Your task:
Count the lines in the listing below that contain the word "pink". Reply with only the number.

= = = =

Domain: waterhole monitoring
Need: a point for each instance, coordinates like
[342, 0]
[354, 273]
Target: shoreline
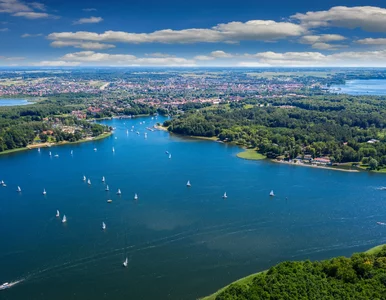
[249, 278]
[48, 145]
[314, 166]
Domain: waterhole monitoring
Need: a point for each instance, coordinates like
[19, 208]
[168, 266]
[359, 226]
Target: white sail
[126, 262]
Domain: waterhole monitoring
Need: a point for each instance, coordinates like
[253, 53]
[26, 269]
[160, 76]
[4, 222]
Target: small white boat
[126, 262]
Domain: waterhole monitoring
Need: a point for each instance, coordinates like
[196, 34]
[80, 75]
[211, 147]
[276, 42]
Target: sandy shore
[312, 166]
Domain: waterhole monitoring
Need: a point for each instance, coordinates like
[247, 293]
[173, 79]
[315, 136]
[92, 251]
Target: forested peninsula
[362, 276]
[338, 128]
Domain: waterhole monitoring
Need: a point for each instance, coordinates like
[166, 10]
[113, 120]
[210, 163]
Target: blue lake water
[182, 243]
[361, 87]
[14, 102]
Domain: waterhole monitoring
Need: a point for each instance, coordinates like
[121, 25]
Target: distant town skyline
[200, 33]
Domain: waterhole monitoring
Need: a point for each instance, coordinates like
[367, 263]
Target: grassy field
[251, 154]
[248, 279]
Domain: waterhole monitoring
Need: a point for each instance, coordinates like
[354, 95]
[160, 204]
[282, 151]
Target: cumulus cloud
[368, 18]
[91, 20]
[56, 63]
[256, 30]
[81, 45]
[372, 41]
[27, 10]
[91, 57]
[27, 35]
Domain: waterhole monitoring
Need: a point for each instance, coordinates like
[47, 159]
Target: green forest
[363, 276]
[337, 126]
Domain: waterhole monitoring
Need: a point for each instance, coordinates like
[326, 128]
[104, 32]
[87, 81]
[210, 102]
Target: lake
[13, 102]
[361, 87]
[181, 243]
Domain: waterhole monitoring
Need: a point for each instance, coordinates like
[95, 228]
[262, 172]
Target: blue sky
[193, 33]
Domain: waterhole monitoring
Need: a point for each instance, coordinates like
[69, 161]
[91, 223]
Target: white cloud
[91, 57]
[372, 41]
[81, 45]
[203, 57]
[56, 63]
[91, 20]
[22, 9]
[34, 15]
[368, 18]
[232, 32]
[26, 35]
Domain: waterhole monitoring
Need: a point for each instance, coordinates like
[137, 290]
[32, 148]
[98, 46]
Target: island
[362, 276]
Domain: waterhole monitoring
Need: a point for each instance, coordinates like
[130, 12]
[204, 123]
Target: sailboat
[126, 262]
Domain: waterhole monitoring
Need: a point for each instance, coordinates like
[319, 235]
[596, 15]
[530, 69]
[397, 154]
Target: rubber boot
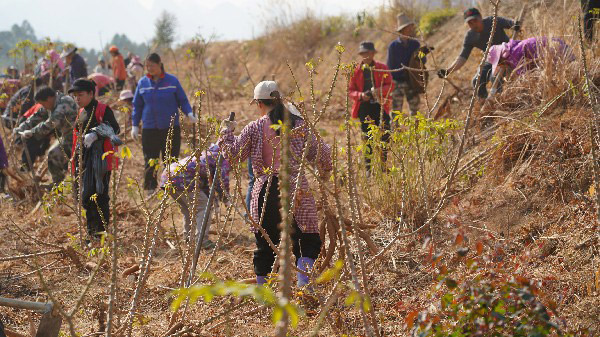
[261, 280]
[304, 264]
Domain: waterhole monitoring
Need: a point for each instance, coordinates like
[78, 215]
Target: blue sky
[86, 22]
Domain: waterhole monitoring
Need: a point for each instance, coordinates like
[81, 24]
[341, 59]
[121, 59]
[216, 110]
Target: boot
[261, 280]
[304, 264]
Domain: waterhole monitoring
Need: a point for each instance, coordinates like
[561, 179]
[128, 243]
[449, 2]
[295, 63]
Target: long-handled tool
[50, 322]
[205, 219]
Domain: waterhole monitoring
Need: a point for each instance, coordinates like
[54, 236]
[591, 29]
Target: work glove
[135, 132]
[426, 49]
[89, 139]
[227, 125]
[191, 118]
[26, 134]
[517, 26]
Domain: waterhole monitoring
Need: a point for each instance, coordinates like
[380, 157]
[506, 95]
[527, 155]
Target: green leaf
[125, 152]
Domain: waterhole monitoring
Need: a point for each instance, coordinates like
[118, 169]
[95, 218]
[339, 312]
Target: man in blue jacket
[156, 103]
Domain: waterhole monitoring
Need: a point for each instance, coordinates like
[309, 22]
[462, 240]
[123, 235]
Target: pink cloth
[101, 80]
[52, 58]
[270, 145]
[249, 143]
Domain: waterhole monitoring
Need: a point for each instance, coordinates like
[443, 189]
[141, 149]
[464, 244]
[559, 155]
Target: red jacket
[383, 84]
[111, 160]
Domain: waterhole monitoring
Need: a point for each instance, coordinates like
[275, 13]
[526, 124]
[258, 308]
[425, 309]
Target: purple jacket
[3, 157]
[523, 55]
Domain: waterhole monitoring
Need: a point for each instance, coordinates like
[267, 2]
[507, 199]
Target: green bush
[430, 21]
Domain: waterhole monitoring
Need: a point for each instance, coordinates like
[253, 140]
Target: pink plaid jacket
[249, 144]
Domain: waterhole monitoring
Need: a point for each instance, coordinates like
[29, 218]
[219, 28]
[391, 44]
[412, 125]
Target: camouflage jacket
[61, 118]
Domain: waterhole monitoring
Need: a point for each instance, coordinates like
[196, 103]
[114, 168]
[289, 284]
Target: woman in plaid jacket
[260, 142]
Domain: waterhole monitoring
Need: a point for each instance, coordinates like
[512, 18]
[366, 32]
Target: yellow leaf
[125, 152]
[108, 153]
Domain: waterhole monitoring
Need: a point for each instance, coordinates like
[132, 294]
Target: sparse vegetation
[499, 238]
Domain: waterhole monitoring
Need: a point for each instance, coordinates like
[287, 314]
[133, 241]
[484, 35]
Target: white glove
[191, 118]
[227, 125]
[89, 139]
[26, 134]
[135, 132]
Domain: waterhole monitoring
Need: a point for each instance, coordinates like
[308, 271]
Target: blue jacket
[78, 68]
[399, 54]
[154, 103]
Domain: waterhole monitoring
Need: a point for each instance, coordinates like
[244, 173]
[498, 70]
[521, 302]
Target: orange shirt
[118, 65]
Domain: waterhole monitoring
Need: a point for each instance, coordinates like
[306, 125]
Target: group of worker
[84, 130]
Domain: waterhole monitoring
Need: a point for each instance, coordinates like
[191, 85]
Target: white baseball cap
[264, 90]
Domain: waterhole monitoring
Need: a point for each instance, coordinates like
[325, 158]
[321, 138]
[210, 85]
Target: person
[8, 87]
[127, 60]
[3, 166]
[100, 126]
[118, 65]
[62, 112]
[135, 70]
[591, 13]
[101, 67]
[78, 67]
[178, 181]
[33, 148]
[260, 142]
[12, 72]
[400, 53]
[21, 101]
[478, 36]
[521, 56]
[103, 83]
[371, 92]
[156, 102]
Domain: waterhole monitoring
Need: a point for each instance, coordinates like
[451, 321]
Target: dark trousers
[250, 183]
[370, 114]
[95, 222]
[154, 142]
[486, 76]
[36, 148]
[304, 244]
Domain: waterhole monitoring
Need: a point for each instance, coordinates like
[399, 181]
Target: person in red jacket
[371, 91]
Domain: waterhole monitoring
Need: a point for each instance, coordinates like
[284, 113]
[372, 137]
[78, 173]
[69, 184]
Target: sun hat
[471, 13]
[125, 94]
[404, 21]
[366, 46]
[266, 90]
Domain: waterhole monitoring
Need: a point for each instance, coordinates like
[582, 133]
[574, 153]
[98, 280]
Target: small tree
[165, 27]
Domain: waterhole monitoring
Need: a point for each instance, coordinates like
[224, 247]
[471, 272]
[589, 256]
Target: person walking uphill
[400, 54]
[371, 92]
[118, 65]
[62, 113]
[98, 122]
[261, 143]
[478, 37]
[158, 98]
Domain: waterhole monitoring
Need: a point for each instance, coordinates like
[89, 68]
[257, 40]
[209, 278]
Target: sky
[89, 23]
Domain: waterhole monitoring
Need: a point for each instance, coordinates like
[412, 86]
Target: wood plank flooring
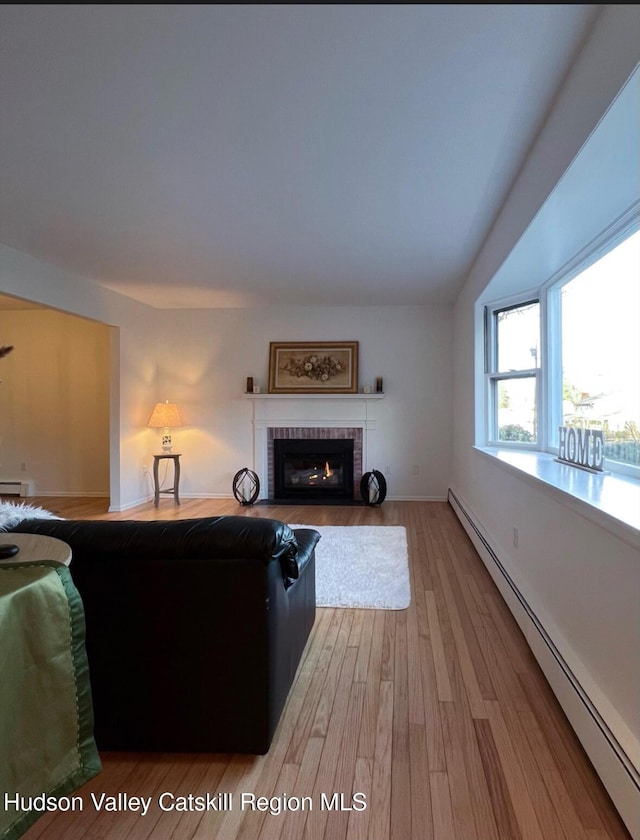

= = = =

Reply:
2